— START SUPPLIED RECORDS —

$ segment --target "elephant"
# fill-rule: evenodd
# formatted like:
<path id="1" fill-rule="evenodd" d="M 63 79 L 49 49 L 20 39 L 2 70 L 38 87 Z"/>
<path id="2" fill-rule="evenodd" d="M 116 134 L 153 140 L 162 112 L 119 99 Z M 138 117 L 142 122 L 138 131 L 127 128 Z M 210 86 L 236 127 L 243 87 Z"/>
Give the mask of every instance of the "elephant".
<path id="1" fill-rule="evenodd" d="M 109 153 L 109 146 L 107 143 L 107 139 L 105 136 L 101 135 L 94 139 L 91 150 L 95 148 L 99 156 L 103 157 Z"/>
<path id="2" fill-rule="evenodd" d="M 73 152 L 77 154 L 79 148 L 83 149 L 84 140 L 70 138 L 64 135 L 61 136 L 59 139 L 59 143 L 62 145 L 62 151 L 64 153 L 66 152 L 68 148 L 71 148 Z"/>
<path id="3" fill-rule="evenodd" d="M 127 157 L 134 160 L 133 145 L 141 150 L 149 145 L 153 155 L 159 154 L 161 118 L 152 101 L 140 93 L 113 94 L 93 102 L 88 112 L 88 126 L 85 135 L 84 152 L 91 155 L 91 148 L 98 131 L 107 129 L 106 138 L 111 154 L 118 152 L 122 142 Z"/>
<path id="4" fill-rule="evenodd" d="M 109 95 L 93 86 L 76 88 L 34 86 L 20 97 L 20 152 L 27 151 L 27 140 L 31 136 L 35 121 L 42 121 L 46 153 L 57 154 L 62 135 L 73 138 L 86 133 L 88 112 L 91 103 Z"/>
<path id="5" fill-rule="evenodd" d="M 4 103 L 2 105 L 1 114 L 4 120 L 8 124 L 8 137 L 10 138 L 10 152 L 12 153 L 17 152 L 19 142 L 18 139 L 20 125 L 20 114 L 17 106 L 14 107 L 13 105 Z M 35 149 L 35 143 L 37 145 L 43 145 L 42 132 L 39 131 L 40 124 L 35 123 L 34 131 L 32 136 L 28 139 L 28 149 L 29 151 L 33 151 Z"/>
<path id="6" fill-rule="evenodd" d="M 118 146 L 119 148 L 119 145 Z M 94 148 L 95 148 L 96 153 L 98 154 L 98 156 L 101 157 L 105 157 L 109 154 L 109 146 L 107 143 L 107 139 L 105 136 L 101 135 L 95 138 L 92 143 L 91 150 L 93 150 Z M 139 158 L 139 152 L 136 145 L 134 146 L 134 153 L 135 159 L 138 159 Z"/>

— END SUPPLIED RECORDS —

*PROBLEM STATEMENT:* Can you put every line of the entries above into a JSON list of strings, one string per line, with blank lines left out?

*SOLUTION FOR THIS TASK:*
[
  "$ segment --target \"elephant\"",
  "# fill-rule: evenodd",
  "# formatted like:",
  "<path id=\"1\" fill-rule=\"evenodd\" d=\"M 63 79 L 49 49 L 20 39 L 2 70 L 38 87 Z\"/>",
  "<path id=\"2\" fill-rule=\"evenodd\" d=\"M 116 134 L 153 140 L 162 112 L 119 99 Z M 138 117 L 142 122 L 138 131 L 127 128 Z M 210 86 L 236 127 L 243 87 Z\"/>",
  "Give the mask of every instance of the \"elephant\".",
  "<path id=\"1\" fill-rule=\"evenodd\" d=\"M 109 153 L 109 146 L 107 143 L 107 139 L 105 136 L 101 135 L 94 139 L 91 150 L 95 148 L 99 156 L 103 157 Z\"/>",
  "<path id=\"2\" fill-rule=\"evenodd\" d=\"M 73 152 L 77 154 L 79 148 L 83 149 L 84 140 L 70 138 L 64 135 L 61 136 L 59 139 L 59 143 L 62 145 L 62 151 L 64 153 L 66 152 L 68 148 L 71 148 Z\"/>",
  "<path id=\"3\" fill-rule=\"evenodd\" d=\"M 127 157 L 134 160 L 133 145 L 141 150 L 149 145 L 153 155 L 159 154 L 161 118 L 152 101 L 140 93 L 113 94 L 93 102 L 88 112 L 88 126 L 85 135 L 84 152 L 91 155 L 91 148 L 98 131 L 107 129 L 106 138 L 111 154 L 118 152 L 122 142 Z\"/>",
  "<path id=\"4\" fill-rule=\"evenodd\" d=\"M 109 95 L 93 86 L 76 88 L 34 86 L 20 97 L 20 152 L 27 151 L 27 140 L 31 136 L 35 121 L 42 121 L 46 153 L 57 154 L 62 135 L 73 138 L 86 133 L 88 112 L 91 103 Z\"/>",
  "<path id=\"5\" fill-rule=\"evenodd\" d=\"M 4 103 L 2 105 L 1 114 L 4 120 L 8 124 L 8 137 L 10 138 L 10 152 L 12 153 L 17 152 L 19 142 L 18 139 L 20 125 L 20 114 L 17 106 L 14 107 L 13 105 Z M 35 149 L 35 143 L 37 145 L 43 145 L 42 132 L 39 131 L 40 124 L 35 123 L 34 131 L 32 136 L 28 139 L 28 149 L 29 151 L 33 151 Z\"/>",
  "<path id=\"6\" fill-rule=\"evenodd\" d=\"M 118 146 L 119 148 L 119 145 Z M 94 148 L 95 148 L 96 153 L 98 154 L 98 156 L 101 157 L 105 157 L 109 154 L 109 146 L 107 143 L 107 139 L 105 136 L 101 135 L 95 138 L 92 143 L 91 150 L 93 150 Z M 139 158 L 139 152 L 136 145 L 134 146 L 134 153 L 135 159 L 138 159 Z\"/>"
]